======== Fragmento original ========

Alegrémonos: el amor de Dios es incondicional

Hermanas y hermanos en Cristo:

Hoy, cuarto domingo de cuaresma, es el domingo de la alegría. Es una feliz coincidencia que me permite compartir esta celebración eucarística en nuestra parroquia-Basílica de San Giovanni a Porta Latina.

Agradezco la fraterna acogida de los padres rosminianos, responsables de la vida pastoral y administrativa de esta querida parroquia de la diócesis de Roma. Siempre los tengo presente en mis oraciones para que sigan siendo servidores de la caridad, fieles a su carisma misionero y a la espiritualidad de su fundador.

También es una alegría poder compartir esta acción de gracias con los fieles de la parroquia y con la comunidad paraguaya presente aquí.

Meditemos brevemente las lecturas que la liturgia nos propone en este cuarto domingo de cuaresma, que iluminan nuestro ser y quehacer de cristianos y fortalecen nuestra fe en el inmenso amor y la misericordia de Dios para con nosotros.

La antífona de entrada nos pone en clima cuando nos dice “alégrate Jerusalén… llenaos de alegría los que estáis tristes…”

========

• [Consigna] Según el fragmento original, ¿quiénes están a cargo de la vida pastoral y administrativa de la parroquia-Basílica de San Giovanni a Porta Latina?

======== Datos mostrados ========

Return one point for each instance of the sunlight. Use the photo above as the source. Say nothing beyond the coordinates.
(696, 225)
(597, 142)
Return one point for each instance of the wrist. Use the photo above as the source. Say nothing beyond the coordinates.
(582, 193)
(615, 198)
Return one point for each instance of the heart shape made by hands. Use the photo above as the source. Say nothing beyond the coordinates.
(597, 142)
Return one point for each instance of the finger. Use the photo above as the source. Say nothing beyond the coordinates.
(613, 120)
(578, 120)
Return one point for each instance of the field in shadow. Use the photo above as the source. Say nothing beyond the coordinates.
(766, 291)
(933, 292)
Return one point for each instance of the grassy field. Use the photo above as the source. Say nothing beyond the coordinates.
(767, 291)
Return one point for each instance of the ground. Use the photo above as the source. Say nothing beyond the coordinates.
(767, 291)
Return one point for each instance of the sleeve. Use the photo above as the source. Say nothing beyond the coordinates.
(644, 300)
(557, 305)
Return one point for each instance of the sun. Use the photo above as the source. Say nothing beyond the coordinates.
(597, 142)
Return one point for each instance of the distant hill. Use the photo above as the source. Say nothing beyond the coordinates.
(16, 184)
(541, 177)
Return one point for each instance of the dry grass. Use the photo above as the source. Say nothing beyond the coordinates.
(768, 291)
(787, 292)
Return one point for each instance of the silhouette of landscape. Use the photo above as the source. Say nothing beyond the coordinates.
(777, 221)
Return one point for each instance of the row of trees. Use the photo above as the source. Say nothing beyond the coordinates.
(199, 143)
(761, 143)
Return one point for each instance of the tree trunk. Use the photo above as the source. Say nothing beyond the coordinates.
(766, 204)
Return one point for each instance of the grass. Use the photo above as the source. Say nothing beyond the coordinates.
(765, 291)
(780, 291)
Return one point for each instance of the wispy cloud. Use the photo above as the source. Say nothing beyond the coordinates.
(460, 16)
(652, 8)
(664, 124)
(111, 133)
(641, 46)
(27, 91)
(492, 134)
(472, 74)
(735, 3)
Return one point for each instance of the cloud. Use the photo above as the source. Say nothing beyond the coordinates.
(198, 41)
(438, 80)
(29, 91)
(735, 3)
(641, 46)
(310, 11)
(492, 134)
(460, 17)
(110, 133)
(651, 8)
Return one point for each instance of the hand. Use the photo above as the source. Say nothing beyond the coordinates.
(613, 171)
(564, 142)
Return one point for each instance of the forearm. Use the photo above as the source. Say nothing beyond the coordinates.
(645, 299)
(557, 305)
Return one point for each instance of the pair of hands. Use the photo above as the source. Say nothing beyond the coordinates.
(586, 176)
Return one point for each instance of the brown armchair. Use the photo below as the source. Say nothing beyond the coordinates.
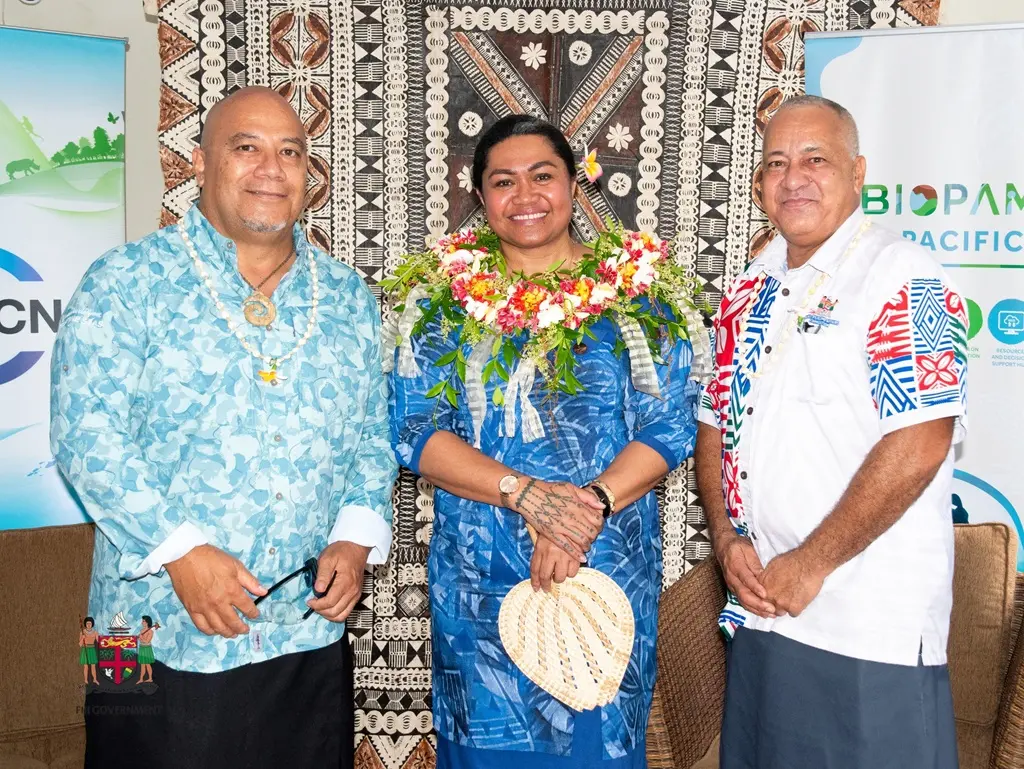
(986, 659)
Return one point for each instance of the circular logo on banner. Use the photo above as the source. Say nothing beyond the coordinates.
(977, 501)
(924, 200)
(1006, 322)
(11, 316)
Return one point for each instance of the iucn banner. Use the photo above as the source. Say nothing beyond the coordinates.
(61, 205)
(939, 122)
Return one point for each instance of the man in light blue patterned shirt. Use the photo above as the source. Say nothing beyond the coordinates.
(218, 407)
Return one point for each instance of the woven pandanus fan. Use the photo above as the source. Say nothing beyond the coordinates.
(573, 642)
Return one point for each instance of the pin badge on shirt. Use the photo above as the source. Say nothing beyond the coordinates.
(818, 318)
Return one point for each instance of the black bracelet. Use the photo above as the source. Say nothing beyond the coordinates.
(603, 498)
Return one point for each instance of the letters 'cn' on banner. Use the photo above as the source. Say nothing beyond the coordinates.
(61, 206)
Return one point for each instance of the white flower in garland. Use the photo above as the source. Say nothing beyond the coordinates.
(534, 55)
(619, 137)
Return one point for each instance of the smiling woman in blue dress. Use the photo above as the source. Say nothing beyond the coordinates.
(512, 302)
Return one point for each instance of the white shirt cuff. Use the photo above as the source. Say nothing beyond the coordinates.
(708, 417)
(364, 526)
(180, 541)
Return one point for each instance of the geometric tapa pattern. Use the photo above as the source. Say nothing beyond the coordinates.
(672, 94)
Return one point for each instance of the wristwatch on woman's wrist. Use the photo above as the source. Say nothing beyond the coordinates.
(604, 495)
(508, 486)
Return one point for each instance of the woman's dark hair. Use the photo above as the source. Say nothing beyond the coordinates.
(519, 125)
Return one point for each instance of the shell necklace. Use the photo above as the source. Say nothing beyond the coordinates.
(270, 374)
(794, 316)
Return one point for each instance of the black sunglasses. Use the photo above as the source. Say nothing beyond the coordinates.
(308, 571)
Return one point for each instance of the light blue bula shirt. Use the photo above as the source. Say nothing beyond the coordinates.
(167, 433)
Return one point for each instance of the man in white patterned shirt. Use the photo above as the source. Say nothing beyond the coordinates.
(824, 461)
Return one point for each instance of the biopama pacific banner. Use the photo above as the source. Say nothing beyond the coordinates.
(61, 206)
(939, 118)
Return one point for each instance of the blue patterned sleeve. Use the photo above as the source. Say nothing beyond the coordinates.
(415, 417)
(98, 357)
(365, 510)
(916, 350)
(668, 424)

========

• [Solución del problema] Los padres rosminianos.